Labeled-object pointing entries
+++

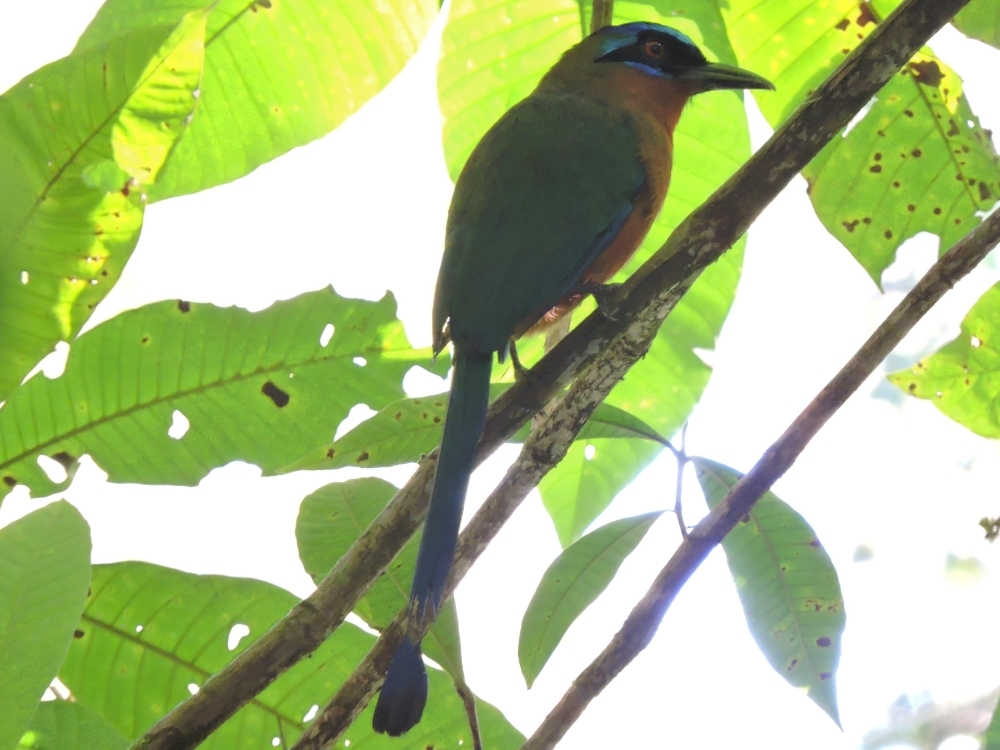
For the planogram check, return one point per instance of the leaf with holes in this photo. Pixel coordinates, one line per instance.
(256, 387)
(406, 430)
(788, 588)
(60, 725)
(44, 573)
(917, 161)
(278, 74)
(81, 141)
(962, 378)
(330, 520)
(151, 636)
(571, 584)
(980, 19)
(492, 56)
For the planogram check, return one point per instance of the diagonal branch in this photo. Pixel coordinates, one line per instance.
(645, 618)
(639, 308)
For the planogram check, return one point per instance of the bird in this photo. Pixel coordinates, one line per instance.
(552, 202)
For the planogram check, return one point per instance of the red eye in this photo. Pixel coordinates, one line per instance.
(655, 49)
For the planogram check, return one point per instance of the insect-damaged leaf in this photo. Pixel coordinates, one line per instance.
(962, 378)
(81, 141)
(788, 588)
(151, 636)
(330, 520)
(258, 387)
(277, 74)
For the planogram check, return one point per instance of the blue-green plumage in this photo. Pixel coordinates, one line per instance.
(560, 191)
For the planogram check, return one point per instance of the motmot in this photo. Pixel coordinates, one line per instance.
(551, 203)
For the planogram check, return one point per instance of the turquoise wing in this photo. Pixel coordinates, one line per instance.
(541, 196)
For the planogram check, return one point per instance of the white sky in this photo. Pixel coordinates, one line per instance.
(894, 475)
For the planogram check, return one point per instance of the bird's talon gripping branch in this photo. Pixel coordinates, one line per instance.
(562, 188)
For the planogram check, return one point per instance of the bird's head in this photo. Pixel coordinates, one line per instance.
(665, 53)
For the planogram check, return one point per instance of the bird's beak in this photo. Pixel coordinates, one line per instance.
(718, 76)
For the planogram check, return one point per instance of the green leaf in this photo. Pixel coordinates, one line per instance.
(81, 141)
(151, 633)
(257, 387)
(492, 56)
(571, 584)
(991, 741)
(788, 588)
(588, 479)
(59, 725)
(408, 429)
(44, 573)
(330, 520)
(962, 378)
(918, 161)
(278, 74)
(980, 19)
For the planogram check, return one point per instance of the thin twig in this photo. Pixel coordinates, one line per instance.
(644, 301)
(645, 618)
(601, 16)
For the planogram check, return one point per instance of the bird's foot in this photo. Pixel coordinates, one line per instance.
(601, 293)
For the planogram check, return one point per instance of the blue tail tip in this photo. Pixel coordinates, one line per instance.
(404, 694)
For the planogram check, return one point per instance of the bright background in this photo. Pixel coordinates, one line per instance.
(888, 473)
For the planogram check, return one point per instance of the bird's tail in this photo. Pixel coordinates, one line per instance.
(405, 690)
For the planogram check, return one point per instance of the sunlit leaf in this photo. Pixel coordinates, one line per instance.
(61, 725)
(81, 142)
(980, 19)
(408, 429)
(44, 573)
(167, 392)
(330, 520)
(571, 584)
(788, 588)
(151, 636)
(278, 74)
(962, 379)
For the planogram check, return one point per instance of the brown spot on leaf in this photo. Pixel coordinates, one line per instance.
(927, 72)
(273, 392)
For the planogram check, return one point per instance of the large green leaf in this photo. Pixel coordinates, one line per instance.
(962, 379)
(81, 141)
(278, 74)
(571, 584)
(60, 725)
(44, 573)
(493, 53)
(980, 19)
(258, 387)
(330, 520)
(408, 429)
(916, 161)
(150, 636)
(788, 587)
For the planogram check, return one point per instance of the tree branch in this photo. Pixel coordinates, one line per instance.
(637, 310)
(645, 618)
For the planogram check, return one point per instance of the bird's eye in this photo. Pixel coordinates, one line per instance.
(655, 49)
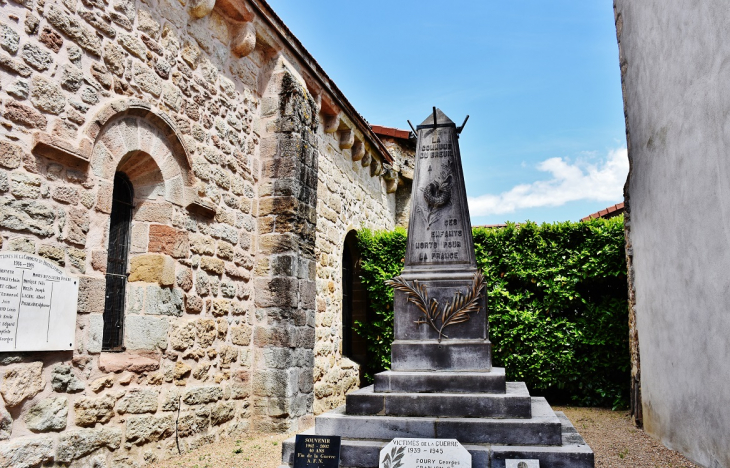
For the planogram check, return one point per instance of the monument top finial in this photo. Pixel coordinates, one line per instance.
(439, 118)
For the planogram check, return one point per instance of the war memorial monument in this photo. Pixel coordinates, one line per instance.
(442, 385)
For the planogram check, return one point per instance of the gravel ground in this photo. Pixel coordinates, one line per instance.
(618, 443)
(614, 440)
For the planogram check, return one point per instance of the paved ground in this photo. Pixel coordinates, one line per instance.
(615, 441)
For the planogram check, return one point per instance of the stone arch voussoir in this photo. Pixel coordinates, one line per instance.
(127, 127)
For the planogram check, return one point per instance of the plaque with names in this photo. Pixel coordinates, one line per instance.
(38, 303)
(424, 453)
(522, 463)
(313, 451)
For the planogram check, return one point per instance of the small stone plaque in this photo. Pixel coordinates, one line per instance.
(424, 453)
(522, 463)
(38, 304)
(311, 451)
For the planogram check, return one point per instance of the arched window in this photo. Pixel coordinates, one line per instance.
(116, 265)
(354, 302)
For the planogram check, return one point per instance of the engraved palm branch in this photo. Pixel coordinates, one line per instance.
(456, 311)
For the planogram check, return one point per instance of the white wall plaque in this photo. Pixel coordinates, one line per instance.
(522, 463)
(38, 304)
(424, 453)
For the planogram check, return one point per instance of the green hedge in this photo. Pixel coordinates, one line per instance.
(558, 310)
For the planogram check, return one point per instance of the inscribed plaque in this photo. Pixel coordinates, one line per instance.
(38, 303)
(312, 451)
(522, 463)
(439, 232)
(424, 453)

+++

(WRITTEN PROBLEM): Copy out exactly the lines between the line that contains "the bird's eye" and the last line of the records, both ends included; leave out every picture.

(SOLUTION TO THIS TASK):
For the planogram check, return one point per instance of the bird's eye in this photo. Pixel coordinates, one line per instance.
(655, 49)
For the planogram check, return one point per instance of the monument top finial in this photo. Pixel coordinates, one line per instance.
(439, 118)
For the planogram check, return one point per instance of the war memorial monument in this photo. Pixel coordinates, one line per instance.
(442, 385)
For the planogram check, return one point per instance of the gravel ground in this photo. Pixel coordinates, one line per instance.
(618, 443)
(614, 440)
For the planogram check, return one point per instance of the paved ground in this photo. Pixel coordinates, one line per instance.
(615, 441)
For the planogram check, return one point per instance of the stone arch voussoir in this photo. Pixel coordinates, one line per instance.
(127, 127)
For the planogram check, return one point per instance of the plaque with names in this photo. Pixel coordinates, one line per instance.
(38, 303)
(424, 453)
(522, 463)
(313, 451)
For the planogram check, return one point per instance of the small stone plaque in this photo. Pixel coordinates, one line per instance.
(424, 453)
(522, 463)
(38, 304)
(311, 451)
For the planogram check, return one point per instance of the arched window in this photo. Pixel coordinates, one line per instance.
(116, 265)
(354, 302)
For the planogram check, return one point per instance of the engraved palm branch in this photo. Pixel coordinates, one line per instance.
(456, 311)
For the planogram check, return one point per instance of the white wall plaque in this photo. Pixel coordinates, one line per instance.
(522, 463)
(38, 304)
(424, 453)
For the planogram check, return one point per instance of the green hedge in this photo. Pixel coordinates, one line per instance.
(558, 310)
For the planogram check, return one point per instance of the inscribed plaque in this photo. Pixel coordinates, one line per instance.
(38, 303)
(312, 451)
(522, 463)
(439, 232)
(424, 453)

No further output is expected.